**SHORT TASK:**
Report how many lines of the material contain the string "yellow". Case counts, and the answer should be only the number.

# # # #

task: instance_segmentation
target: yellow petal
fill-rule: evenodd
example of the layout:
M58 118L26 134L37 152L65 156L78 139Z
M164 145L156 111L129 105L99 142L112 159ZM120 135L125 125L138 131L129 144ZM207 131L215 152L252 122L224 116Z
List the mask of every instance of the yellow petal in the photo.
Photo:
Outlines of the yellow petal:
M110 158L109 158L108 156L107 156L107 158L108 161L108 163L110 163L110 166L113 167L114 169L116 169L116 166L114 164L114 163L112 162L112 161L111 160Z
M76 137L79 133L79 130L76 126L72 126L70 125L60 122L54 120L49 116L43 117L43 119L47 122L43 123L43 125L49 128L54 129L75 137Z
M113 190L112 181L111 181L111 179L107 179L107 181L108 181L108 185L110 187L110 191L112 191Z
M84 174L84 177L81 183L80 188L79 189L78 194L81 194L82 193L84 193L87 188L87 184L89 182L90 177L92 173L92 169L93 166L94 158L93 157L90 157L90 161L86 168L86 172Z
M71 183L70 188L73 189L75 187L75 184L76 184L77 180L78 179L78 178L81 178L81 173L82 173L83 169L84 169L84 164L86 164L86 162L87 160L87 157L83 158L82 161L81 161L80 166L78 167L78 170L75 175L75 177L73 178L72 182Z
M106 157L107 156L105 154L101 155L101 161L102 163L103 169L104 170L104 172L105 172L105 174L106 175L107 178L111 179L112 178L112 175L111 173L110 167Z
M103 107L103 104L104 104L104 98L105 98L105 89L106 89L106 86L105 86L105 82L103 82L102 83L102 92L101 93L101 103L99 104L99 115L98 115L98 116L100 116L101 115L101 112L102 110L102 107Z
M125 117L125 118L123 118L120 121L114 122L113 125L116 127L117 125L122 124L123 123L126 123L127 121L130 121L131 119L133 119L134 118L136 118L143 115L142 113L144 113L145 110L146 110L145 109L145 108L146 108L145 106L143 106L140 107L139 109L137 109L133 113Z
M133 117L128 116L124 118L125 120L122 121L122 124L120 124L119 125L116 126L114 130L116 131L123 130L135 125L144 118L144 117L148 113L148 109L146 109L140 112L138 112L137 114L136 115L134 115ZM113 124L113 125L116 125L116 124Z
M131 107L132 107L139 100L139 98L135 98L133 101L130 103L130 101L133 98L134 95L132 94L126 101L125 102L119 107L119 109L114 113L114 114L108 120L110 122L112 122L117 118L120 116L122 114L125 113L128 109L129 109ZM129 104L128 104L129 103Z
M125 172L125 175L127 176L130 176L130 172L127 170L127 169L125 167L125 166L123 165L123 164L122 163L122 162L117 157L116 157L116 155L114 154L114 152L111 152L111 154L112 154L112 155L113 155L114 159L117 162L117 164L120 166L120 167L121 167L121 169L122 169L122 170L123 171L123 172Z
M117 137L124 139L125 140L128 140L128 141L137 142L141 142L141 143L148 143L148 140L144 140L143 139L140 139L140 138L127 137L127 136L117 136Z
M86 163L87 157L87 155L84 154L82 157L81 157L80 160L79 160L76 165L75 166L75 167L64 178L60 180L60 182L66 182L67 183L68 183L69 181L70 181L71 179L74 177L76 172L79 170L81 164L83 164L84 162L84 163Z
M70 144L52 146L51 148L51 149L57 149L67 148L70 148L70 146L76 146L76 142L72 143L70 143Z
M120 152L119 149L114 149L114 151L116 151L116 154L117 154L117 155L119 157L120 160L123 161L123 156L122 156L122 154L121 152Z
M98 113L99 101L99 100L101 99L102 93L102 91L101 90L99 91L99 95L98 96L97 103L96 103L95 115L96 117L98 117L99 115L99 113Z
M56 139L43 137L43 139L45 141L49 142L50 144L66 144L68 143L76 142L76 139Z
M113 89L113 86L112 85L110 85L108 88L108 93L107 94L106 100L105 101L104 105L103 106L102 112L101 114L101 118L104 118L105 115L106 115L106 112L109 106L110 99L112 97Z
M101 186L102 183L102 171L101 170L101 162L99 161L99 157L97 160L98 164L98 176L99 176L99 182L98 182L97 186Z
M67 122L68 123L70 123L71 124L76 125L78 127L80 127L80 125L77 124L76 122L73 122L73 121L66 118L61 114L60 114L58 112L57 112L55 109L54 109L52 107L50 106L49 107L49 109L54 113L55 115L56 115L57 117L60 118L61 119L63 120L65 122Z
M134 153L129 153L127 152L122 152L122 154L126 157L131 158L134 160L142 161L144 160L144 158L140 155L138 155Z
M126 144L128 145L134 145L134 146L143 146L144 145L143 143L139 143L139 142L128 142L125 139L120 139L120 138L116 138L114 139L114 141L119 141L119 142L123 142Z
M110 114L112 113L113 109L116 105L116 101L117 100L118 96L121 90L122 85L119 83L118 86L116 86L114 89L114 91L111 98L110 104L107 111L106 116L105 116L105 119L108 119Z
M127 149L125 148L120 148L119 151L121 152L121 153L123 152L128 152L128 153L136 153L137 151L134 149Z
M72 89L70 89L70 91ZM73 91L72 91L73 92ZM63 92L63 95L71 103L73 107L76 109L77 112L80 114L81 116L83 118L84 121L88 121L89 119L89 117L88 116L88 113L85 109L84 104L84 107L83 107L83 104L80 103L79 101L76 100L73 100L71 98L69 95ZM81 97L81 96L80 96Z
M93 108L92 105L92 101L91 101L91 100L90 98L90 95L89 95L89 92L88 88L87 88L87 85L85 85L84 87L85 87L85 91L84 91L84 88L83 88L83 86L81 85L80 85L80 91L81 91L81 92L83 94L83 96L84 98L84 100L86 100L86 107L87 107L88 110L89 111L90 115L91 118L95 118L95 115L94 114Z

# # # #

**SOLUTION FOR THIS EXERCISE:**
3